### Source data ###
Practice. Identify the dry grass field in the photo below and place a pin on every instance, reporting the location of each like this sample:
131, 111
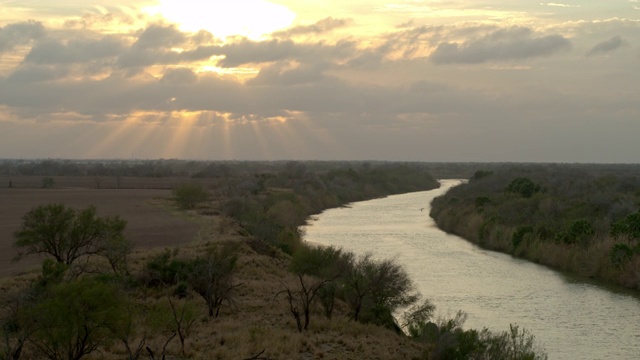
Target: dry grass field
258, 322
149, 222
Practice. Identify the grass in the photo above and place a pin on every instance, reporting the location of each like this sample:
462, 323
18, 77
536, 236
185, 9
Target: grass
259, 321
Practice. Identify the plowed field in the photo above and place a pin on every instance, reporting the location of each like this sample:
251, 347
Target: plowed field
148, 225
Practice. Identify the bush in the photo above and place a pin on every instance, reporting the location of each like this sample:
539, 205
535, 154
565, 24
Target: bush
187, 196
523, 186
620, 254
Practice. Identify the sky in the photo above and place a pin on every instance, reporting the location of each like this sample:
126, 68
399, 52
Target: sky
404, 80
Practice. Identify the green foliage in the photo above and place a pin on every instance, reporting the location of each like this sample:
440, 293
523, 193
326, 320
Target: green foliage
188, 196
376, 289
417, 320
317, 269
65, 233
449, 340
520, 234
620, 254
482, 201
74, 319
629, 226
480, 174
165, 269
579, 231
523, 186
572, 209
212, 277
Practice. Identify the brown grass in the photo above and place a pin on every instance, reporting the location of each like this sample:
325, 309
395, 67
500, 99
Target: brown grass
259, 320
148, 223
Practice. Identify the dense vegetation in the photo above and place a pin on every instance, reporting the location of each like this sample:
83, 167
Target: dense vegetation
247, 288
583, 220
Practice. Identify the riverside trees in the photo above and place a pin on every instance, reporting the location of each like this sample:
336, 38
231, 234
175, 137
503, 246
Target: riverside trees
585, 221
67, 234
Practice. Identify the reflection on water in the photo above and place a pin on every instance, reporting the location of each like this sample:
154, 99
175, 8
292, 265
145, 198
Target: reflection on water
572, 318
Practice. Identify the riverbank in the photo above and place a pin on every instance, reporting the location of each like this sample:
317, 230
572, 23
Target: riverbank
572, 221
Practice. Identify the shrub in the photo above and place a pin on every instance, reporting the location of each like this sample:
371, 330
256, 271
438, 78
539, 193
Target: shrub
187, 196
523, 186
620, 254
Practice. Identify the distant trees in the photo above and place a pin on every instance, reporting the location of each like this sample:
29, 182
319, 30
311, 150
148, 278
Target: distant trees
523, 186
187, 196
67, 234
47, 182
561, 216
449, 340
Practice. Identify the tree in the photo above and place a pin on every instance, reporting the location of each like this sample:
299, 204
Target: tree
212, 277
376, 289
523, 186
65, 233
74, 319
187, 196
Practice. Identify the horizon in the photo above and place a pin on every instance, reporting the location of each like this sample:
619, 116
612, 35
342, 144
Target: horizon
255, 80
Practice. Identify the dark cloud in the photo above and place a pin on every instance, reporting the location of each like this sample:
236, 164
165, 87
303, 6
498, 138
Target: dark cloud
160, 36
17, 34
607, 46
514, 43
323, 26
181, 76
52, 51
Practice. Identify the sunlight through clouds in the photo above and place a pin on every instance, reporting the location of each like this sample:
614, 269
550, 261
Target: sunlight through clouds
249, 18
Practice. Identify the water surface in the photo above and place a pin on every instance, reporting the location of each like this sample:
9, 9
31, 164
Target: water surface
573, 319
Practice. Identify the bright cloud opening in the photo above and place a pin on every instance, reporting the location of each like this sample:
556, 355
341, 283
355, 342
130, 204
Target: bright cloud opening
250, 18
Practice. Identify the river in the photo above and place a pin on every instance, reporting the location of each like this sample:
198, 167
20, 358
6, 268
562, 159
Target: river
572, 318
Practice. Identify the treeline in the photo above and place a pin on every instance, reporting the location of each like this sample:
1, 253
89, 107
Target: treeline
90, 297
272, 206
583, 220
219, 169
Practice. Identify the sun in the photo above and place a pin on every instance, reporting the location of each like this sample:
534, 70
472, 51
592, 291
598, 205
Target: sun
224, 18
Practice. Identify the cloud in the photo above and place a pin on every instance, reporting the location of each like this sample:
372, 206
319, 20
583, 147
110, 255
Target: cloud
515, 43
558, 5
255, 52
159, 36
18, 34
51, 51
323, 26
607, 46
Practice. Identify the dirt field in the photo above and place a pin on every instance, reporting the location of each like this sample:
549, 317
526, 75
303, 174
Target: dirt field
148, 225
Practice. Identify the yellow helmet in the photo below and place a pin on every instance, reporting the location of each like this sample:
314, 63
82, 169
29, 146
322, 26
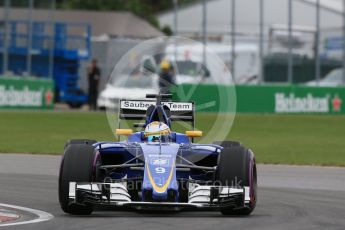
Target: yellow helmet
157, 131
165, 65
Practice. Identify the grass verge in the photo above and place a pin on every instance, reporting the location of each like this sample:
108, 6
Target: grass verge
277, 139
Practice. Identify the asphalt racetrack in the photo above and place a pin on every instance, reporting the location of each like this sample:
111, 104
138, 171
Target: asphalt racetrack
290, 197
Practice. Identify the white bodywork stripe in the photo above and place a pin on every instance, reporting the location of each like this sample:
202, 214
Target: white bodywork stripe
41, 216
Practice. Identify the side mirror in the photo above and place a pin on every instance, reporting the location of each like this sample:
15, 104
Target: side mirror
205, 72
149, 66
124, 132
194, 133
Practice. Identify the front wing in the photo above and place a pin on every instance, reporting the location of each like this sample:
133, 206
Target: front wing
200, 196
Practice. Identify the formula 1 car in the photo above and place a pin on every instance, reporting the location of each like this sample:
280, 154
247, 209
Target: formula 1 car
156, 168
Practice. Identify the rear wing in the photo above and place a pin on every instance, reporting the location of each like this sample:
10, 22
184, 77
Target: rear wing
137, 110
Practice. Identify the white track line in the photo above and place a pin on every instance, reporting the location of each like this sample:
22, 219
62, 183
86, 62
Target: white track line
41, 216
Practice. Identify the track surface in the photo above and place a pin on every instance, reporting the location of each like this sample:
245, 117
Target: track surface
290, 197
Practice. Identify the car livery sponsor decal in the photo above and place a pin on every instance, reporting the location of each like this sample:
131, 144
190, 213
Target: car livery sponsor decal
143, 105
160, 173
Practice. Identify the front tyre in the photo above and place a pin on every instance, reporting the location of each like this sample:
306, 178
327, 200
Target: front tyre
237, 167
77, 166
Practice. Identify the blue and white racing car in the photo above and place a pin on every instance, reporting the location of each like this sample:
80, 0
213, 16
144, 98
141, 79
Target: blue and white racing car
156, 168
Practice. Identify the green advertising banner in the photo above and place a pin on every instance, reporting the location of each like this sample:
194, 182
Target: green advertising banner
26, 93
268, 98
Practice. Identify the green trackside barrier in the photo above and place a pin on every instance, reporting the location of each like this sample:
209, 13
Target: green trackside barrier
26, 93
268, 98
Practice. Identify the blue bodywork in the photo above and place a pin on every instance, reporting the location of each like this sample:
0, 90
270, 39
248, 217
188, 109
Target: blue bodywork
162, 167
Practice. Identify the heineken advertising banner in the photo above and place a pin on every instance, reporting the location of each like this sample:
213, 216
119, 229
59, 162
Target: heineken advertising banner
270, 98
27, 93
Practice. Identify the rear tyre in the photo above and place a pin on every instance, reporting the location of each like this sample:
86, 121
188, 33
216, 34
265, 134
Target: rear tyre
77, 166
237, 168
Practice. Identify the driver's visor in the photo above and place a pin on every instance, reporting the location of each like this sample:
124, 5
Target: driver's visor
152, 138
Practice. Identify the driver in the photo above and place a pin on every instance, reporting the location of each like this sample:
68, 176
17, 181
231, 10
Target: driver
157, 132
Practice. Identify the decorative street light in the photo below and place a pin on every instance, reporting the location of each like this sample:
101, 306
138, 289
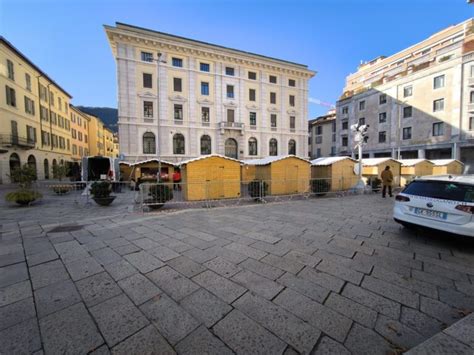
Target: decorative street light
361, 138
158, 111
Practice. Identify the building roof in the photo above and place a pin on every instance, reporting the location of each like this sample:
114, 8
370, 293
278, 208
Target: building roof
269, 160
184, 162
443, 162
121, 25
375, 161
412, 162
26, 59
325, 161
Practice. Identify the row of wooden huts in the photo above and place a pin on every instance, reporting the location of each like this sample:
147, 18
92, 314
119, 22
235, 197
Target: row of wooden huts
216, 176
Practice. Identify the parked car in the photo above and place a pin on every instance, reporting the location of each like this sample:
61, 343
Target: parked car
443, 203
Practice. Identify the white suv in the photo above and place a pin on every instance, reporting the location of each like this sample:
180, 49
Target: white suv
440, 202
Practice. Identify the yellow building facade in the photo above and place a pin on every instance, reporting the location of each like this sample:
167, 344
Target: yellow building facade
34, 116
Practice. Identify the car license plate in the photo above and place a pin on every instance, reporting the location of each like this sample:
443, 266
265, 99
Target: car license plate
429, 213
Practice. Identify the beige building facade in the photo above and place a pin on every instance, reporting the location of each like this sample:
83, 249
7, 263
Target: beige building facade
322, 136
34, 116
211, 99
419, 103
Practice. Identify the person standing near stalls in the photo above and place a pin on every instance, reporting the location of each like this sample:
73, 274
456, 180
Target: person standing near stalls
387, 179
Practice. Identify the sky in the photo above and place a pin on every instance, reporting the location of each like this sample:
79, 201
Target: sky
66, 38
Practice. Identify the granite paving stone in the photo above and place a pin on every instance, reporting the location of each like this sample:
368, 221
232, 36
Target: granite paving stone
118, 318
48, 273
22, 338
15, 292
70, 331
172, 320
146, 341
279, 321
223, 288
143, 261
97, 288
245, 336
201, 341
172, 282
139, 288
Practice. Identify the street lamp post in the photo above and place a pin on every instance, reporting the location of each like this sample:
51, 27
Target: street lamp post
158, 111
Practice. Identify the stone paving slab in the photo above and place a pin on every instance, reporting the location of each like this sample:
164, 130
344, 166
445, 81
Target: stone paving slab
317, 276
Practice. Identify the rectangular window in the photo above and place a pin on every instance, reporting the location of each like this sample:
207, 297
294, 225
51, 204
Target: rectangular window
204, 67
382, 137
438, 105
252, 95
178, 112
230, 115
407, 112
177, 62
177, 84
147, 109
438, 82
147, 57
253, 118
438, 129
29, 106
407, 91
230, 91
205, 115
204, 89
147, 80
292, 122
28, 81
344, 141
273, 97
273, 122
11, 70
11, 96
407, 133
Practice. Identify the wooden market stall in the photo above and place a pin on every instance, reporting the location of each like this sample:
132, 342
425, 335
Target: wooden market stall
339, 172
210, 177
373, 167
285, 175
447, 166
414, 167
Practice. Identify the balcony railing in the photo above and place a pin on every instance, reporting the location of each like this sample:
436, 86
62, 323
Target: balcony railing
8, 140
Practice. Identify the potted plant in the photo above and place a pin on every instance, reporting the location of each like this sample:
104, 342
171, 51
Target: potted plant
258, 189
100, 191
59, 172
158, 195
24, 195
320, 187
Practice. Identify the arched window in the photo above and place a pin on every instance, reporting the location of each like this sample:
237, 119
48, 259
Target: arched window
273, 147
253, 146
231, 148
14, 163
46, 169
149, 143
292, 147
32, 163
205, 145
178, 144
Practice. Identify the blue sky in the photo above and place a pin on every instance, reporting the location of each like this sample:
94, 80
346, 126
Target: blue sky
66, 38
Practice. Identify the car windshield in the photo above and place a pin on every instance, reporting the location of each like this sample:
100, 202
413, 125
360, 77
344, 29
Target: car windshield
445, 190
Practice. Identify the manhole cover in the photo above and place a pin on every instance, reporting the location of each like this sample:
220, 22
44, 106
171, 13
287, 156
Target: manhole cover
65, 228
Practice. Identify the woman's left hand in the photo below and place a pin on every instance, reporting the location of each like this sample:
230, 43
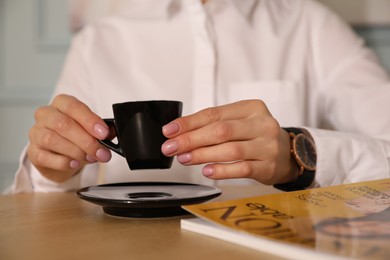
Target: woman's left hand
238, 140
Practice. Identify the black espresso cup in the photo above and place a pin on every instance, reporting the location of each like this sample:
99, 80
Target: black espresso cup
138, 127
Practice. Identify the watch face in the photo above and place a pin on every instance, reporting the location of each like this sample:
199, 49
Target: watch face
305, 152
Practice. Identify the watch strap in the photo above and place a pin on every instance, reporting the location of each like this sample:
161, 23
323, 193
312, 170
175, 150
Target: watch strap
303, 180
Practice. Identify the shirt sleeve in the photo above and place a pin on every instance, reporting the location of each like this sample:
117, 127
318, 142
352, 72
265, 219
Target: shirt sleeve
354, 92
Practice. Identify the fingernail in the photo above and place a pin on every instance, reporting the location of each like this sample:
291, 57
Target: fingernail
101, 130
184, 158
171, 128
74, 164
103, 155
90, 158
169, 147
207, 171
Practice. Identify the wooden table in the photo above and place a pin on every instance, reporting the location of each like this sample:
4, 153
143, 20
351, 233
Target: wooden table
62, 226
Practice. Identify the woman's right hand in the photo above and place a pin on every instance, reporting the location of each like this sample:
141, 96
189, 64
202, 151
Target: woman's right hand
64, 138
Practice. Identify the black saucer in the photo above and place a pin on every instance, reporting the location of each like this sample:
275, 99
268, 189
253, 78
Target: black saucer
147, 199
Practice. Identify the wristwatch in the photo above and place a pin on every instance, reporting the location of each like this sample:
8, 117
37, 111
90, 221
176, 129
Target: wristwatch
304, 152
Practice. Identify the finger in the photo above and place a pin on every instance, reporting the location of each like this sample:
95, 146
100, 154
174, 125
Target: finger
50, 160
238, 110
261, 171
47, 139
81, 113
68, 128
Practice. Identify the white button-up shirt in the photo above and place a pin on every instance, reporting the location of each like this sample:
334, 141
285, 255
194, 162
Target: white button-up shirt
306, 64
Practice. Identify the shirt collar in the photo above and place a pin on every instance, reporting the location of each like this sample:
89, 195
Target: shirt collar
166, 8
245, 7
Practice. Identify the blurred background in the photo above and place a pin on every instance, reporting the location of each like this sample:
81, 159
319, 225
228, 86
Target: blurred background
35, 35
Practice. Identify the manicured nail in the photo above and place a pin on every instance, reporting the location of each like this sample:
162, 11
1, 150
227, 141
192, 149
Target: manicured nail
74, 164
101, 130
171, 128
169, 147
103, 155
90, 158
184, 158
207, 171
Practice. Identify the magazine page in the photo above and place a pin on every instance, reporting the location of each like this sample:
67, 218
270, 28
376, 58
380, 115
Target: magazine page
351, 220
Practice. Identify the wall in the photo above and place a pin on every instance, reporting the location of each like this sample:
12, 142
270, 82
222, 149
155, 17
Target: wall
34, 38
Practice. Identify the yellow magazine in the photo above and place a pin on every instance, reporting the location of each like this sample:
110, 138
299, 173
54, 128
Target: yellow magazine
345, 221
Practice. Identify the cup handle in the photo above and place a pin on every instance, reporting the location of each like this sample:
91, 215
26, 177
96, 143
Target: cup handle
107, 142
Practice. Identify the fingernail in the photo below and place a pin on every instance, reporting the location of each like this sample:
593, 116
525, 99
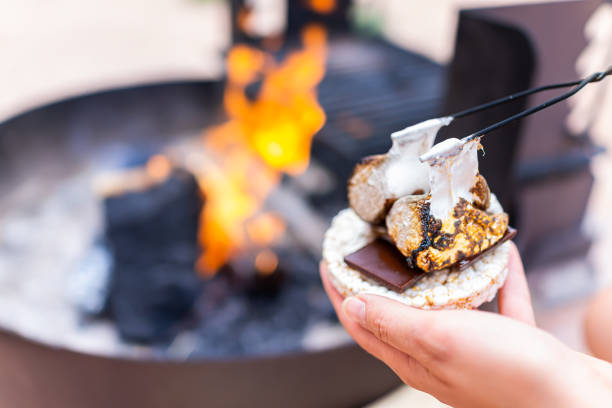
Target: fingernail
355, 309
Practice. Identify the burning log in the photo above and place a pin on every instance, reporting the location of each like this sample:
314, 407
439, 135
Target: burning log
152, 233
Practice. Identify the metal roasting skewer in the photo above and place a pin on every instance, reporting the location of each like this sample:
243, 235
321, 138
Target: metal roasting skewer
596, 77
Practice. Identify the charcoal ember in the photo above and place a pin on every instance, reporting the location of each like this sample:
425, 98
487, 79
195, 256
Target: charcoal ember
153, 238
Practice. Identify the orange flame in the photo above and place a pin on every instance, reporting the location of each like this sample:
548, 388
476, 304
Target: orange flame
262, 140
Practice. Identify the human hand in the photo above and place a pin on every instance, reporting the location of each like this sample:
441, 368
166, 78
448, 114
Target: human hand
474, 358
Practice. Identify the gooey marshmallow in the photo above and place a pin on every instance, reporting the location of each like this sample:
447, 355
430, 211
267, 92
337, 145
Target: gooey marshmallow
453, 166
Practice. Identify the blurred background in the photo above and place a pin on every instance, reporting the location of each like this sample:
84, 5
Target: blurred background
139, 138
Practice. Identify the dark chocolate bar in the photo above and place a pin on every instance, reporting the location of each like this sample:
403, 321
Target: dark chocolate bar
381, 261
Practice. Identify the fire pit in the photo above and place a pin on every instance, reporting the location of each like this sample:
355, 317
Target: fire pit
159, 245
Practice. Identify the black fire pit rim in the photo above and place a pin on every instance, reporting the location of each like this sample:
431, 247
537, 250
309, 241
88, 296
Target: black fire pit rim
104, 90
124, 356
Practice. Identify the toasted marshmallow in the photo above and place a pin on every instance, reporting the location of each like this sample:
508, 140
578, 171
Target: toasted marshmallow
380, 180
453, 171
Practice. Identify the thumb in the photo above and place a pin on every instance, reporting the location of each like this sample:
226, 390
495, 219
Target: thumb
421, 334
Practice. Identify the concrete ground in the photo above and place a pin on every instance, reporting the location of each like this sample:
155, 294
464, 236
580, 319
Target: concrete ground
66, 47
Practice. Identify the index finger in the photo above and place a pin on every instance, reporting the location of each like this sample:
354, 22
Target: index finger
514, 299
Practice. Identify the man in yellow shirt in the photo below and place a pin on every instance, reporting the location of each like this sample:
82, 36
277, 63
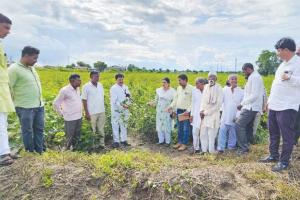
###
[What to do] Reproduce each line from the data that has "below" in it.

[Solution to this exercise]
Practice. Identify the dry grass field in the photo below and place a pin on every instance, reporting the location of each like this sample:
Practice. Identify the yellow helmet in the photo below and place a pin on every instance, reporting the location of each like this sample:
Practice. Identify the decorative street light in the photo below and place a pin on every instance, reporting the location of each like this sample:
Practice. Identify the woman's left hand in the photo below and place a pin on every instance, reporting the location of each like this sample:
Practice. Identify the fingernail in the photo below and place a pin on every instance, reporting the location of each like this sample:
Practice. Identify the man in yellow shirt in the photo below and place a pin on every instance, reporting the location of each like this sample:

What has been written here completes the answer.